# Work to be completed:
Display every row below that contains the string "marking", copying each such row in full. The match is case-sensitive.

# Input material:

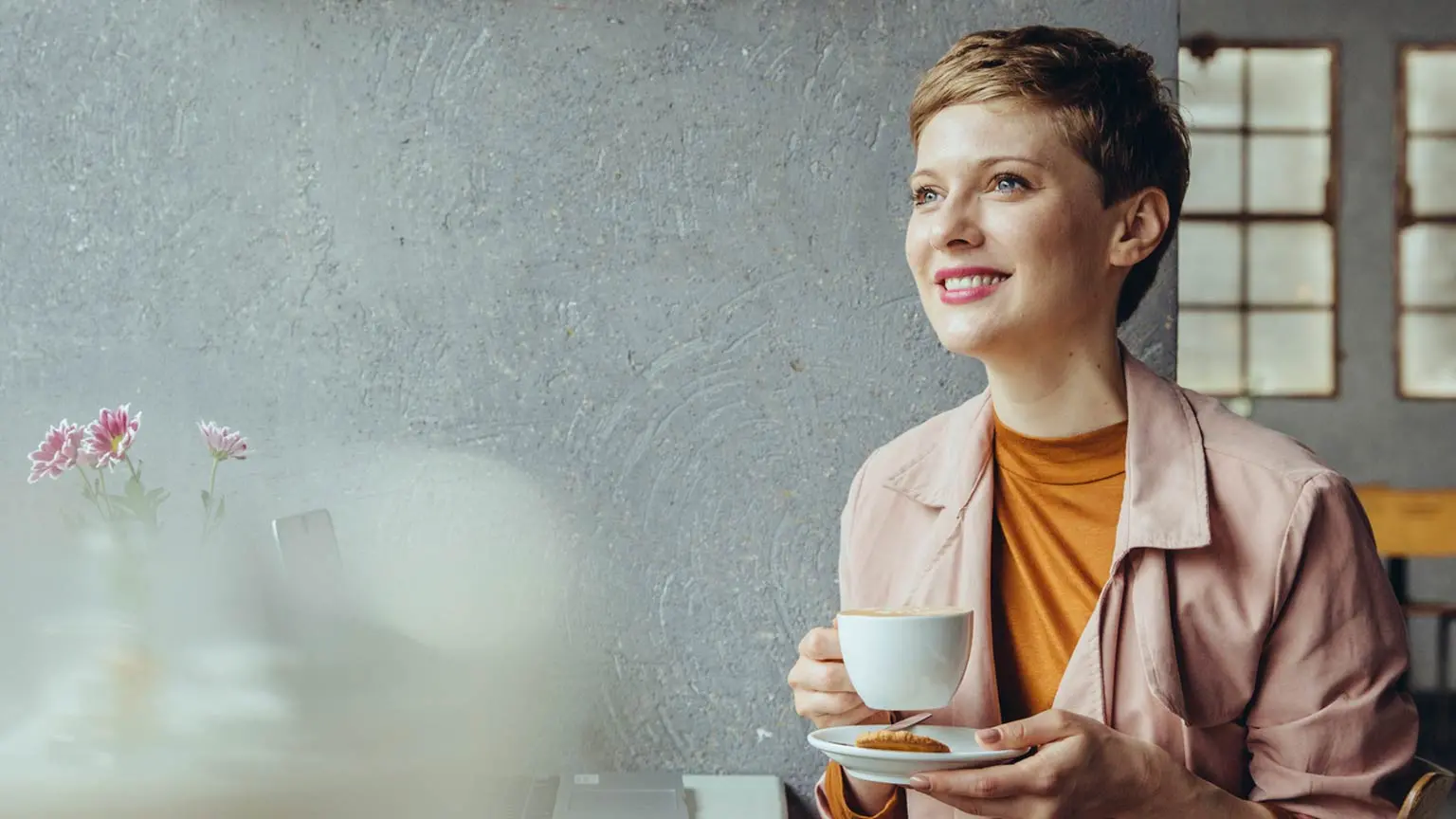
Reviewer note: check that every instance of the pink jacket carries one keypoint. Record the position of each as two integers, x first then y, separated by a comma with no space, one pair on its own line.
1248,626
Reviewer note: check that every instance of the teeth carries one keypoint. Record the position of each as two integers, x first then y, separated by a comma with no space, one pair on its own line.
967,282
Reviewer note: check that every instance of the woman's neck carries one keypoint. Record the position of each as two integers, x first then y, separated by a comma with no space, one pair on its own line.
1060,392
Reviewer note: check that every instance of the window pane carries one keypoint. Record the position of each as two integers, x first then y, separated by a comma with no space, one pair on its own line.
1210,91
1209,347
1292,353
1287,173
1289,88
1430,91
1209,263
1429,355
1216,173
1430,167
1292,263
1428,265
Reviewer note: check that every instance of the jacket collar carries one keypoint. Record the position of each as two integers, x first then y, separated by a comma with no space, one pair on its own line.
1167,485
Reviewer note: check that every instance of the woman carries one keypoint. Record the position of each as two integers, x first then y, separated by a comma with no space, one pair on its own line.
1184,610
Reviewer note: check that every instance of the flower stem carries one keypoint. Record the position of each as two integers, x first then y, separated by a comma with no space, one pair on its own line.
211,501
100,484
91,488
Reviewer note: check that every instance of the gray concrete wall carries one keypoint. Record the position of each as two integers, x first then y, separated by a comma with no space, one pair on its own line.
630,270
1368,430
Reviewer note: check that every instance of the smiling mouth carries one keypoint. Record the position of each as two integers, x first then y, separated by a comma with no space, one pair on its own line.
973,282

* * *

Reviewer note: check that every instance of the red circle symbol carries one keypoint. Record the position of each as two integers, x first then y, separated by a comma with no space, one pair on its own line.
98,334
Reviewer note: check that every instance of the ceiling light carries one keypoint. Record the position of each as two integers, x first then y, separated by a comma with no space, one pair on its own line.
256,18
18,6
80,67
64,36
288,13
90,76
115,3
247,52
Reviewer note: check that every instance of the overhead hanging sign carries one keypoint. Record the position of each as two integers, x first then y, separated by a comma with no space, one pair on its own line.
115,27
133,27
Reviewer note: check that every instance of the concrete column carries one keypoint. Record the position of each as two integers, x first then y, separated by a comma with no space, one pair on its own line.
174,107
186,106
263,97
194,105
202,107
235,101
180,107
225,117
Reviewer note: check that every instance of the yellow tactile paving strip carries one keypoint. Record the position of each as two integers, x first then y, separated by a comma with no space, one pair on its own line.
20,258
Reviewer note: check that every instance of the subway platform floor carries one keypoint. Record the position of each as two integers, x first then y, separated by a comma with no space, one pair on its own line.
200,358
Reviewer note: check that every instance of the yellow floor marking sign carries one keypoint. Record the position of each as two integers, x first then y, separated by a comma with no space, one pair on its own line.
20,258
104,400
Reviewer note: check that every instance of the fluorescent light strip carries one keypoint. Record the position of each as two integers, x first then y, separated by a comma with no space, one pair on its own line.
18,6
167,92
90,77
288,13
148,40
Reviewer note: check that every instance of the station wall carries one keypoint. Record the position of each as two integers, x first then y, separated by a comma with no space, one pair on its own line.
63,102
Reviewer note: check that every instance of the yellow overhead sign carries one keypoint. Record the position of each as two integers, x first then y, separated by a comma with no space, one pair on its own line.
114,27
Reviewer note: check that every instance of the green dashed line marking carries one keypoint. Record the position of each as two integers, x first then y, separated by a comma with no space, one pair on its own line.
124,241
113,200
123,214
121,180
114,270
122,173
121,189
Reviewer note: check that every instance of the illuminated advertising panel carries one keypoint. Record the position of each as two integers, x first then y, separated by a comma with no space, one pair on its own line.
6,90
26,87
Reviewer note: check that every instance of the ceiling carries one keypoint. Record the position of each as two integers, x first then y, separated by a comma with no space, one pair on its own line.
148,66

# Reply to the task:
Reviewer note: check that every instance of the yellow floor marking sign carries one keypoint. Record the position of each as two integers, x first then y, separated by a comma with no space, one pair on its own line.
Reviewer note: check that every instance of the green dashed line marking carries one keypoint. Record the position of each as two integers, x first then y, separated by a comma with no space, one pair on its own line.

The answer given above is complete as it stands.